- _Written task_:
Only the lines from the one containing "of the cumulus" through the end of the data below should be copied, each exactly as written and with both ends kept.

- _The data_:
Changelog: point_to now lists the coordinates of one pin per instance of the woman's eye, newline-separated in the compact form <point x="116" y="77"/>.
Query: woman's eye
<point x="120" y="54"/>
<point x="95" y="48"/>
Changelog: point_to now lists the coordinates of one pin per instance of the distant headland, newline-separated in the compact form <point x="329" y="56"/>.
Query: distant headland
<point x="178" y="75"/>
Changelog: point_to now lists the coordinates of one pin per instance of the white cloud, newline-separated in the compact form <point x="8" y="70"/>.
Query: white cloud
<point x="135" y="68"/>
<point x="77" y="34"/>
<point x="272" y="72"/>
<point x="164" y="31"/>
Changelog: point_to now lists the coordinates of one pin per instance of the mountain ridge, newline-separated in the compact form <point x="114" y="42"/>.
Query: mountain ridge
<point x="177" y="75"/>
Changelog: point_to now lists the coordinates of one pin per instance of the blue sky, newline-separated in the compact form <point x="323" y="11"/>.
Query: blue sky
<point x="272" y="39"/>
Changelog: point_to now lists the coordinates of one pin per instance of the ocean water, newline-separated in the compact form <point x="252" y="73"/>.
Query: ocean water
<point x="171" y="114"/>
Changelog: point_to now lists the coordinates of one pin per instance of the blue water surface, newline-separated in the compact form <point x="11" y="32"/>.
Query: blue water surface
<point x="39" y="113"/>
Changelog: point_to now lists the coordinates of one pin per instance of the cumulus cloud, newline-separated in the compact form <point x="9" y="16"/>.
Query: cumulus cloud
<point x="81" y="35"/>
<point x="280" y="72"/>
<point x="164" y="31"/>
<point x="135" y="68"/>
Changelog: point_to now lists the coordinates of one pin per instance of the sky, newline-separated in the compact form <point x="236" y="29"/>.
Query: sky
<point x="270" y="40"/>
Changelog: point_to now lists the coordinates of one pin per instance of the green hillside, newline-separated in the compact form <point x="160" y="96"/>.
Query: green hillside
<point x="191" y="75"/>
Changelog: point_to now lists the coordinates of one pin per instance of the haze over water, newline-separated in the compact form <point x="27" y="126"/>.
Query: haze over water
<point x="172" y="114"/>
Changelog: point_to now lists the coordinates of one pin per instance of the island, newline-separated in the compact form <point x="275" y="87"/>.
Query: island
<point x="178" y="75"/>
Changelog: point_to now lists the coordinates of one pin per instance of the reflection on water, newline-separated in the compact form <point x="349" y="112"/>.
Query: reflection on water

- _Completed exercise_:
Changelog: point_to now lists the coordinates of one pin per instance of the cumulus cloud, newline-separated in the compact form <point x="9" y="16"/>.
Query: cumulus cloud
<point x="81" y="35"/>
<point x="280" y="72"/>
<point x="164" y="31"/>
<point x="135" y="68"/>
Changelog: point_to now lists the coordinates of one pin per instance of the sky, newline-separated in the compact form <point x="236" y="29"/>.
Query: sky
<point x="270" y="40"/>
Changelog: point_to now lists the coordinates of one pin per instance of the green hillside, newline-separated in the compact form <point x="160" y="96"/>.
Query: green hillside
<point x="191" y="75"/>
Changelog: point_to now lists the coordinates of one pin per instance of the haze over water, newline-separated in the compact form <point x="27" y="126"/>.
Query: haze over water
<point x="172" y="114"/>
Changelog: point_to now lists the coordinates of one pin per instance of the island, newline-separated in the compact form <point x="275" y="87"/>.
Query: island
<point x="178" y="75"/>
Changelog: point_to now lists the coordinates of one pin per instance of the reflection on water, newline-separated in the compact form <point x="349" y="112"/>.
Query: reflection on water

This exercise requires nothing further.